Collected data entries:

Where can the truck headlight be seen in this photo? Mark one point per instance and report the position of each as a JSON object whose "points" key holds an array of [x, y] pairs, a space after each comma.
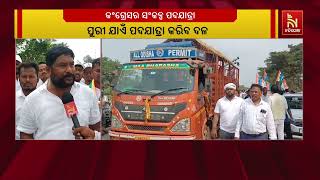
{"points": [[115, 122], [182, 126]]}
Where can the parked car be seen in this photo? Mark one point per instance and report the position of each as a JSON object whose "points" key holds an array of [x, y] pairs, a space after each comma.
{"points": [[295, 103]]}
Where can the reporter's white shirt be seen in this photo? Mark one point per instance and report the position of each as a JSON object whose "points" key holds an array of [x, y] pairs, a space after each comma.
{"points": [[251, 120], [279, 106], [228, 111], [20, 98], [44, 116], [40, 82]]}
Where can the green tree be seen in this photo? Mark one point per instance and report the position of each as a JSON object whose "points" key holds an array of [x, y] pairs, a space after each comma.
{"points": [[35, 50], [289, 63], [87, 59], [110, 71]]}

* * *

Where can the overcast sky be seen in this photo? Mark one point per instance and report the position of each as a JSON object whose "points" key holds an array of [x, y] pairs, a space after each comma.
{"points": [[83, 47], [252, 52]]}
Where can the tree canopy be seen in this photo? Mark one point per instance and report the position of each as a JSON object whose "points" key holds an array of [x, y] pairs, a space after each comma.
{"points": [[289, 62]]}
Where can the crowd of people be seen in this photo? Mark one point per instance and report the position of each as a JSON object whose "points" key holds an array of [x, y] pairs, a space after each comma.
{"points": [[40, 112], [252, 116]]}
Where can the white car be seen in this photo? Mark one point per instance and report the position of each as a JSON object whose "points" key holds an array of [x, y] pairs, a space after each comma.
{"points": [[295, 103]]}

...

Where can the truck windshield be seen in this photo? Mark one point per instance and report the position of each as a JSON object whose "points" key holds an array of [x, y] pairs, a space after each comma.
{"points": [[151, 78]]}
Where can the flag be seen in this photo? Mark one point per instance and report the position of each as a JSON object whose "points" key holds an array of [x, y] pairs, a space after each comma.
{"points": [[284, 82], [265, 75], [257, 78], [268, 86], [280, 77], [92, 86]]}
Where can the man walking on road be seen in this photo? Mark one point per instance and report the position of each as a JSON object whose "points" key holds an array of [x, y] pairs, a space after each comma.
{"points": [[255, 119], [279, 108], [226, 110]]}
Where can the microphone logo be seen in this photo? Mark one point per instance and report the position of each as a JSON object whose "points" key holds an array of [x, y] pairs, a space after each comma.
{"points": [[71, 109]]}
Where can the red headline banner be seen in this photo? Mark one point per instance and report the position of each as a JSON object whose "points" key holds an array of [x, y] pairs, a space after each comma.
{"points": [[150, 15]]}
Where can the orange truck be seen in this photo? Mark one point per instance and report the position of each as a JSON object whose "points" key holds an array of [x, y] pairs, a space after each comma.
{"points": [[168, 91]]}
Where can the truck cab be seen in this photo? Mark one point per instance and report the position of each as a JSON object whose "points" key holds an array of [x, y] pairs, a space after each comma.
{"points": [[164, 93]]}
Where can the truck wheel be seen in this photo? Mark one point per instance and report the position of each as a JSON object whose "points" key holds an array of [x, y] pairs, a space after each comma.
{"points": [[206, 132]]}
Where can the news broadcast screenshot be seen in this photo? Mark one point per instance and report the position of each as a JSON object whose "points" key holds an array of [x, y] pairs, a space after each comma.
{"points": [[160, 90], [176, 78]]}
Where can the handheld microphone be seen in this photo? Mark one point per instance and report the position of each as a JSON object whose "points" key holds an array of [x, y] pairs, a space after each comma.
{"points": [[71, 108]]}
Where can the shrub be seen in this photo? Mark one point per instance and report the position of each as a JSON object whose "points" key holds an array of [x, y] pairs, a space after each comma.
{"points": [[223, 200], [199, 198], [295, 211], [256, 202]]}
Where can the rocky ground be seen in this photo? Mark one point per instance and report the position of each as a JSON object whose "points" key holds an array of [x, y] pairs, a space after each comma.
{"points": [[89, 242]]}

## WORK REQUIRED
Pull out every line that contains the word "microphone", matching its case exactly.

## RESPONSE TO THE TASK
Where can the microphone logo be seen in this photo? Mark one point per instance and report the position of each as a JSON object whose "points" key holds an array of [x, y] pairs, a space after each comma.
Where can the handheld microphone be seen in this photo? Mark one point per instance and report the position of each as a JSON object whose "points" key holds an array of [x, y] pairs, a space after each comma.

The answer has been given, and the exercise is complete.